● **Your objective**:
Which lines hold the string "algae"? Copy each of them from the material below.

● **Data for this task**:
◆ ◆ ◆
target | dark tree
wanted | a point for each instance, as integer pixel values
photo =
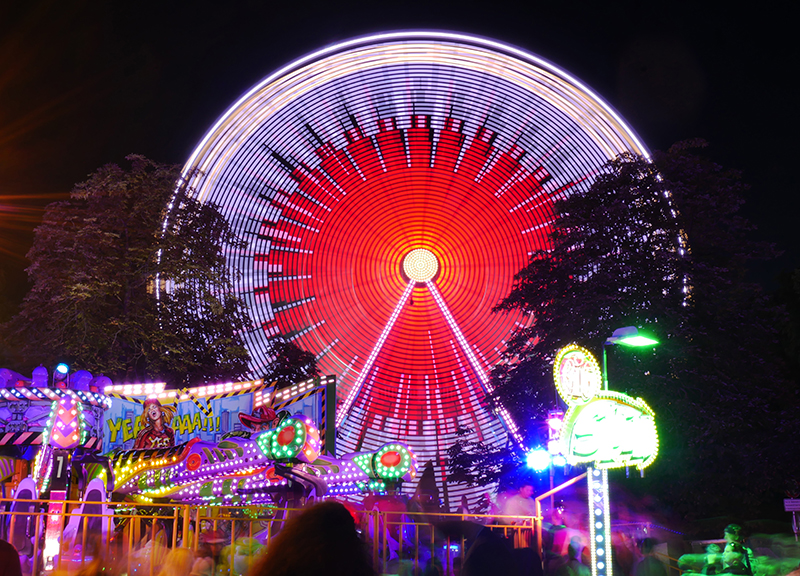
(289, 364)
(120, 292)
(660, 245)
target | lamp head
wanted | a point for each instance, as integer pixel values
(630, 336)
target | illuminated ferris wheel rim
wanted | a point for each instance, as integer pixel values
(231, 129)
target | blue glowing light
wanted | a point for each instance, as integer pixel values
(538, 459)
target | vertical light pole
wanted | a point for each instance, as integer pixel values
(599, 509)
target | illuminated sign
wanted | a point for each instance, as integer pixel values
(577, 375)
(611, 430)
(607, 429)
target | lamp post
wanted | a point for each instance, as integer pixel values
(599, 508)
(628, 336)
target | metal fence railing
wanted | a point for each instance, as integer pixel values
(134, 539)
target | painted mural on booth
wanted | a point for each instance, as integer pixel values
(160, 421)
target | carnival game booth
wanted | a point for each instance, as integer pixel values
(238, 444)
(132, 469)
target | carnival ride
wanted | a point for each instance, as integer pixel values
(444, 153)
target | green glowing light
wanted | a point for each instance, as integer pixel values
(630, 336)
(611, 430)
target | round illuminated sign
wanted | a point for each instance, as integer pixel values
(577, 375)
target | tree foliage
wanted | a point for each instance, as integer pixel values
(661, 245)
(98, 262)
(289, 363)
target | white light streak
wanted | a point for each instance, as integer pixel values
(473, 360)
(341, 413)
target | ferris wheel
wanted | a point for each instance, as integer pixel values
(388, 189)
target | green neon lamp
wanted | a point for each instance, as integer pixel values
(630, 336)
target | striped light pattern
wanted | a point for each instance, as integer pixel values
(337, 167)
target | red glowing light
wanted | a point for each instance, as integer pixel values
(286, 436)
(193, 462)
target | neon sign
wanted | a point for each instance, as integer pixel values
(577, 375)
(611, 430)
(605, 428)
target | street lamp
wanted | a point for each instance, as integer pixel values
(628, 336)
◆ ◆ ◆
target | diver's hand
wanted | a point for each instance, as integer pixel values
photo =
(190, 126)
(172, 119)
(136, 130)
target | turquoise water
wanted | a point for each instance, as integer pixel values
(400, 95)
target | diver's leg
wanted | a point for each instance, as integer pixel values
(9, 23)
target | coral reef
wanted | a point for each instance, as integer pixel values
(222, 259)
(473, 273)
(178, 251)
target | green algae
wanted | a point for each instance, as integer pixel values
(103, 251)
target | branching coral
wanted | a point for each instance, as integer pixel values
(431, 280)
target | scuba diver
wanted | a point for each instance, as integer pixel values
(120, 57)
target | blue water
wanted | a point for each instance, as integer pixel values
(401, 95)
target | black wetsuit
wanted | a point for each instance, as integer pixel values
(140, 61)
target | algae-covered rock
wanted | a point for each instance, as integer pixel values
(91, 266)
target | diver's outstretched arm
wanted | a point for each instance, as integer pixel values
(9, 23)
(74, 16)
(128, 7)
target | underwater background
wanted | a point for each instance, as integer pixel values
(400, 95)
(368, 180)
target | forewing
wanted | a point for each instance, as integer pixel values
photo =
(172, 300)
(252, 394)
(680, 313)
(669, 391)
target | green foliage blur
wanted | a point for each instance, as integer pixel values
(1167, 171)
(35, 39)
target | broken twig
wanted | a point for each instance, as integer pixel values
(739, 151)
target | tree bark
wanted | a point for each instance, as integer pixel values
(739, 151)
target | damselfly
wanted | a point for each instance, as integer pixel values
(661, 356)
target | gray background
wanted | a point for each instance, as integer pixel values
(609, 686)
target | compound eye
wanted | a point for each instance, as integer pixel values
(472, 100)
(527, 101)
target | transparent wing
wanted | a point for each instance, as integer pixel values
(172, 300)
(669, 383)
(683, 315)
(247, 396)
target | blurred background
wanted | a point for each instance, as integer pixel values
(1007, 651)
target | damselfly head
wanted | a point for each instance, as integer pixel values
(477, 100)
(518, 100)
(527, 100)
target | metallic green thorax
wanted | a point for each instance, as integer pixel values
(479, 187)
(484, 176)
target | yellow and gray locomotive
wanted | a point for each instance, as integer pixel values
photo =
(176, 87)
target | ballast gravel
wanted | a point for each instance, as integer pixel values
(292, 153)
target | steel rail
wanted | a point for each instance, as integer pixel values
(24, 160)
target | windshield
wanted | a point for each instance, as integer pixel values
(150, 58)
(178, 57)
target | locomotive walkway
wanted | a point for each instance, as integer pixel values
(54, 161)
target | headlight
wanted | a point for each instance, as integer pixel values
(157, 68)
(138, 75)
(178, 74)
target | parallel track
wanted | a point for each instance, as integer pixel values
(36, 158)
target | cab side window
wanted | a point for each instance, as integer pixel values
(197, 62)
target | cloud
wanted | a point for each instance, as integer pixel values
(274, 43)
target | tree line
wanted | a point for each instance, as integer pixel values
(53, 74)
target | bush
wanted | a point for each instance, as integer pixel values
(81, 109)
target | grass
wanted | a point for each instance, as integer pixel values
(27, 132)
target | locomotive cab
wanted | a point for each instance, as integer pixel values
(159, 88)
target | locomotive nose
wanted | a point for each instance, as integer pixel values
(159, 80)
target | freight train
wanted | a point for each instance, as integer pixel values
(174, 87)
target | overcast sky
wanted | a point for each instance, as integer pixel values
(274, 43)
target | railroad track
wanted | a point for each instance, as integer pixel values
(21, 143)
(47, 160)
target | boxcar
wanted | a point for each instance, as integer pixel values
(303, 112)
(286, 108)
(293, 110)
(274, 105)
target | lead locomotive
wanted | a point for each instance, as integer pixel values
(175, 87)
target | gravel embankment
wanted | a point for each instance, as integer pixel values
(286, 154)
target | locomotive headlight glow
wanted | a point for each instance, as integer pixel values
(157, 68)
◆ ◆ ◆
● **Written reply**:
target | green algae
target | algae-covered rock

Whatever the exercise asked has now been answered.